__Exercise 1__
According to the comment, why is there no inherent blue light problem with LED devices?
__Exercise 2__
Copy the comment word for word from "You make two" to "anything about them.".
__Exercise 3__
Do these statements agree with the comment? Answer yes or no for each and quote the words that decide it.
(a) The writer disagrees with all five points in the section.
(b) The tea light replacements sold for jack-o-lanterns are meant to flicker like a candle.
(c) The brain surgery point claims that required sleep can drop by 2 hours.

__Extract__
You cited (3) and (4) but ignored (1), (2), and (5) all of which are based on studying dozens and hundreds of people.
>probably also wouldn't equate "a person with an ADRB1 mutation can sleep less" and "a single individual that underwent brain surgery can sleep less" with "Decreasing sleep by 1-2 hours a night in the long-term has no negative health effects".
But I'm thinking of the tea light replacements that are sold for use in jack-o-lanterns. They intentionally "flicker" in a candle-like way, instead of the kind of flicker you describe.
LED devices can also produce a wide range of color temperatures (esp when filtered and diffused), so there's no inherent blue light problem.
Your section is titled:
"Decreasing sleep by 1-2 hours a night in the long-term has no negative health effects".
You make two points below to support that claim:
- "A single-point mutation can decrease the amount of required sleep by 2 hours, with no negative side-effects."
- "A brain surgery can decrease the amount of sleep required by 3 hours, with no negative-side effects."
Those points do not support your claim, and I am pointing that out. I have no issue with the other 3 points, nor did I say anything about them.

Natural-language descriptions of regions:
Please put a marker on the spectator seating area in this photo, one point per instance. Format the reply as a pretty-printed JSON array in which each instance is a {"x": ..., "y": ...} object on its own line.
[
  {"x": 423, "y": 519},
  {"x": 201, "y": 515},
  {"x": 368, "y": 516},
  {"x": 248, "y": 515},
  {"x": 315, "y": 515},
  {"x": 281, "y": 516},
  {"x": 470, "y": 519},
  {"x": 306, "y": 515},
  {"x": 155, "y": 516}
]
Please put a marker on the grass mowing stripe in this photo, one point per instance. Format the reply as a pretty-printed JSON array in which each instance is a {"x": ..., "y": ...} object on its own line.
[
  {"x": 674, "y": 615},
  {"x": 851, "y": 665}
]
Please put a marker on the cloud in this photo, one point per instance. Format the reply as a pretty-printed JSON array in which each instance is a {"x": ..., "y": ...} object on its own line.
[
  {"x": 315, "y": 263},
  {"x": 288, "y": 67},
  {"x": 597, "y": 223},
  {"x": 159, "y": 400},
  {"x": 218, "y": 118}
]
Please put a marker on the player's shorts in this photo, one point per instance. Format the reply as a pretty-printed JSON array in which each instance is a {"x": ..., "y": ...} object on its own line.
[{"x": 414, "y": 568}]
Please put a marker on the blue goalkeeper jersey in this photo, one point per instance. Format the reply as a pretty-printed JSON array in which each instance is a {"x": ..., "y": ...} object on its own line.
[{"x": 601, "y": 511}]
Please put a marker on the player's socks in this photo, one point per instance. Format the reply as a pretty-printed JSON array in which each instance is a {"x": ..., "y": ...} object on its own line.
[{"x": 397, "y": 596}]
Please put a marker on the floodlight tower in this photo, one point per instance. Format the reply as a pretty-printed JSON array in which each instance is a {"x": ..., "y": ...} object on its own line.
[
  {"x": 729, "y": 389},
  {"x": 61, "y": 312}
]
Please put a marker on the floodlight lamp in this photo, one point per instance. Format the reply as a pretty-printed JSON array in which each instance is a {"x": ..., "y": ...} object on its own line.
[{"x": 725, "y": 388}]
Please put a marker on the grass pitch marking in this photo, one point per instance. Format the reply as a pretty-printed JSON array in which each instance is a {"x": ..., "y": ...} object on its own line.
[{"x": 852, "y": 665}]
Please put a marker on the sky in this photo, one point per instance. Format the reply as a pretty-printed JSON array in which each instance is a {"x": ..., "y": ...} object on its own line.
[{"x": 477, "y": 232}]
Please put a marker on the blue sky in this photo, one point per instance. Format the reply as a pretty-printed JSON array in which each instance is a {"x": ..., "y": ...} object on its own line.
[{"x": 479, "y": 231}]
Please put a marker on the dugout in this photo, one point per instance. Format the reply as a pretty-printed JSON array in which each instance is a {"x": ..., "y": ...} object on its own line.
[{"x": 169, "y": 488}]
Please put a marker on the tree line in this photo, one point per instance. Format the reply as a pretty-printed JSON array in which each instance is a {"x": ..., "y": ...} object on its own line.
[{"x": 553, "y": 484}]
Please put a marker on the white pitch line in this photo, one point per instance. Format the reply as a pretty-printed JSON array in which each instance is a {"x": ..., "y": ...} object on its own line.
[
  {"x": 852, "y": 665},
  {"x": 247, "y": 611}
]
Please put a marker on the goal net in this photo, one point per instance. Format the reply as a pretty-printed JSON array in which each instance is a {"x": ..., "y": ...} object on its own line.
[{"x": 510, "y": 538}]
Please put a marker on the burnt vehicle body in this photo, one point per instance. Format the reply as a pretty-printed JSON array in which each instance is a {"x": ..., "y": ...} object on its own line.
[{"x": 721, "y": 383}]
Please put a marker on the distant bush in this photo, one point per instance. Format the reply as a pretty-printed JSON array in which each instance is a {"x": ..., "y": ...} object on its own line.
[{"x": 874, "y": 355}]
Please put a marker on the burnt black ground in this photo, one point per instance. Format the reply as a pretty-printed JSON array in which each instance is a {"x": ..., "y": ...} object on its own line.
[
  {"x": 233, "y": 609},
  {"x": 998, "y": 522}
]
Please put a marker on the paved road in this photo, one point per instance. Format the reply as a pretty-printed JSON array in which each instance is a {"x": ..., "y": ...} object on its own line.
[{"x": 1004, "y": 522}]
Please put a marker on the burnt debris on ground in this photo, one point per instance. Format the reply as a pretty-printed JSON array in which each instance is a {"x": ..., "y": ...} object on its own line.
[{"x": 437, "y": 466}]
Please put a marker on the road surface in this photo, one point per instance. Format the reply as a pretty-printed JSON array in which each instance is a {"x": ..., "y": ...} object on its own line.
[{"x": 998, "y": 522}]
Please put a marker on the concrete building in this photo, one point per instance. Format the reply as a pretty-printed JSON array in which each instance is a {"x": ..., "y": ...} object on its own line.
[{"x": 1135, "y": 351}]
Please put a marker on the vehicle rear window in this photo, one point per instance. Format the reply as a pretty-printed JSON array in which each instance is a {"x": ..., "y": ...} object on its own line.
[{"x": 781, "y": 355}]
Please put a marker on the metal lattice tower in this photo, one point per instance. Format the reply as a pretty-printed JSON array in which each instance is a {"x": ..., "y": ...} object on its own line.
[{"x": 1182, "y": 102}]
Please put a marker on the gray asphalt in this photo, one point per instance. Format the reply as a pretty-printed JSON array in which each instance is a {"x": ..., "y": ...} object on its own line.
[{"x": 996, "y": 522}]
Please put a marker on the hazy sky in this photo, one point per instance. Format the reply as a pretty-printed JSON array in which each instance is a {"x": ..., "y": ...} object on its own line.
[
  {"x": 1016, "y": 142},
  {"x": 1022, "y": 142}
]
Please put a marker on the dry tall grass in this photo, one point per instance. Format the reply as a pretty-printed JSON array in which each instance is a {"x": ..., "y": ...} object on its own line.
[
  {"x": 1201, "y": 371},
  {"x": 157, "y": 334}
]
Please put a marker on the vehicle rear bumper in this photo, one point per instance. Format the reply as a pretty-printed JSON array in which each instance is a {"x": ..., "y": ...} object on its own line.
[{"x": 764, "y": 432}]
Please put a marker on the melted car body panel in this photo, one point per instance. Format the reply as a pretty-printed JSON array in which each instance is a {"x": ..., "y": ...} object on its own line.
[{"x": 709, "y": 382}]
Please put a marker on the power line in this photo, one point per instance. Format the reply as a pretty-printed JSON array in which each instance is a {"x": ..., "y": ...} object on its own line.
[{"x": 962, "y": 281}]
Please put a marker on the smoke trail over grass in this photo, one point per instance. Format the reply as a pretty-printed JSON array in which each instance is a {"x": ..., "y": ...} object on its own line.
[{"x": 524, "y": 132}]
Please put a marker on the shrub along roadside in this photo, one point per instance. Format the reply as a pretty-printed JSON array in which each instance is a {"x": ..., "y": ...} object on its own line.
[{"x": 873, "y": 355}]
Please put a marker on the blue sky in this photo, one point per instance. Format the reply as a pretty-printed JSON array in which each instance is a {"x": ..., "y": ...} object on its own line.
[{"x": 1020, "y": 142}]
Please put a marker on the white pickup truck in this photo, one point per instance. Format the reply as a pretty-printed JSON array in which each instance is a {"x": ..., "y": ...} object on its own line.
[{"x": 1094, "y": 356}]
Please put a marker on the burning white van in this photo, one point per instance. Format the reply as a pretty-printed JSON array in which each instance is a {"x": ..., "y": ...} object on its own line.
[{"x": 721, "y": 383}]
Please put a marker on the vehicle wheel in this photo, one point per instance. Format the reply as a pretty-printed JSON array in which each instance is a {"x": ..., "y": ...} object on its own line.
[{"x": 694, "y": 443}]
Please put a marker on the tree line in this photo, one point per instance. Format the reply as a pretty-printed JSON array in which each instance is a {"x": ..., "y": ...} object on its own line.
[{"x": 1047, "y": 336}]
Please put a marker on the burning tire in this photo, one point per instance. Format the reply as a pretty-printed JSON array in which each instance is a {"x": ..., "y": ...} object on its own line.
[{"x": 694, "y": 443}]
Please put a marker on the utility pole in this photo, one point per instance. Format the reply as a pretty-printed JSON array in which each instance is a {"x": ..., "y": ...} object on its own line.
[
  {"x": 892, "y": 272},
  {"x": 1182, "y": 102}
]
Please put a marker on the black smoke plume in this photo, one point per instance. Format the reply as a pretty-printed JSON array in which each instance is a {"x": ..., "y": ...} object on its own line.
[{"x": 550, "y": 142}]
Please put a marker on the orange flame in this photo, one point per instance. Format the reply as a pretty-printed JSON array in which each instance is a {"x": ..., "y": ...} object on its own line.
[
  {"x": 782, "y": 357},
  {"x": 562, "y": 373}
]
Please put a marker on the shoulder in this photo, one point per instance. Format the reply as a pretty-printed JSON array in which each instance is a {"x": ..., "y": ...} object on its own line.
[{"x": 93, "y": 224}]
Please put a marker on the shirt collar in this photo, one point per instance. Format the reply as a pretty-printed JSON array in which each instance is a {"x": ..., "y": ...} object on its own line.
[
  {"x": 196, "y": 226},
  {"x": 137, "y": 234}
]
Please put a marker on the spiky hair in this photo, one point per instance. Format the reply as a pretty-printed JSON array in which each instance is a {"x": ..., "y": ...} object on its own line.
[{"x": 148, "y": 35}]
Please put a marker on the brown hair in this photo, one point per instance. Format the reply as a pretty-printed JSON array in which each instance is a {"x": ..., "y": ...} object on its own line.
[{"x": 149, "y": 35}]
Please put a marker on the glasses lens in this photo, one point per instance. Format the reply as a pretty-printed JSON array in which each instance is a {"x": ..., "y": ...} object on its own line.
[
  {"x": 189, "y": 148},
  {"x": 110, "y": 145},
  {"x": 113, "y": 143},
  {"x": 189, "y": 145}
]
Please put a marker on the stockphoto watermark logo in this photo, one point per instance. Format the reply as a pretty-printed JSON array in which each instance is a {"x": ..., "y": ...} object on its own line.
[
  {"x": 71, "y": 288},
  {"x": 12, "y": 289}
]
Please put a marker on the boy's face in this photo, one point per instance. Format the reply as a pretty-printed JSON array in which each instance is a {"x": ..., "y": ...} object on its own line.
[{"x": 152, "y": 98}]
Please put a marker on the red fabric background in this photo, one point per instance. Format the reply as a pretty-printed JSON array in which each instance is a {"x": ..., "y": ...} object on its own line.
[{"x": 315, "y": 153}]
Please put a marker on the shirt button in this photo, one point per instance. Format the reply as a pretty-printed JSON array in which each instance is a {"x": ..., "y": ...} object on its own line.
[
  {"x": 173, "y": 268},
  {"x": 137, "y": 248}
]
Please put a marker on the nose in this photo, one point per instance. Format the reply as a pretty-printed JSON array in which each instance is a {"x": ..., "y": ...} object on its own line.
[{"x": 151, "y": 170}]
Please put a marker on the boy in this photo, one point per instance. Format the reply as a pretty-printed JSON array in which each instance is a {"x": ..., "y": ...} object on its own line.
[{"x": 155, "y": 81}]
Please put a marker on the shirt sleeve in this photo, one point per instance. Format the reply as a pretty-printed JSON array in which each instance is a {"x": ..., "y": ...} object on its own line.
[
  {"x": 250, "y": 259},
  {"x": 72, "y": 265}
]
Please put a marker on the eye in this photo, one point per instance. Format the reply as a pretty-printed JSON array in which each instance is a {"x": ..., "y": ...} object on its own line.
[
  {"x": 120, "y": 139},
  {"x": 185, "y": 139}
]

__Answer 1__
LED devices can produce a wide range of color temperatures, especially when filtered and diffused.

__Answer 2__
You make two points below to support that claim:
- "A single-point mutation can decrease the amount of required sleep by 2 hours, with no negative side-effects."
- "A brain surgery can decrease the amount of sleep required by 3 hours, with no negative-side effects."
Those points do not support your claim, and I am pointing that out. I have no issue with the other 3 points, nor did I say anything about them.

__Answer 3__
(a) No: "I have no issue with the other 3 points, nor did I say anything about them."
(b) Yes: "They intentionally "flicker" in a candle-like way"
(c) No: "A brain surgery can decrease the amount of sleep required by 3 hours, with no negative-side effects."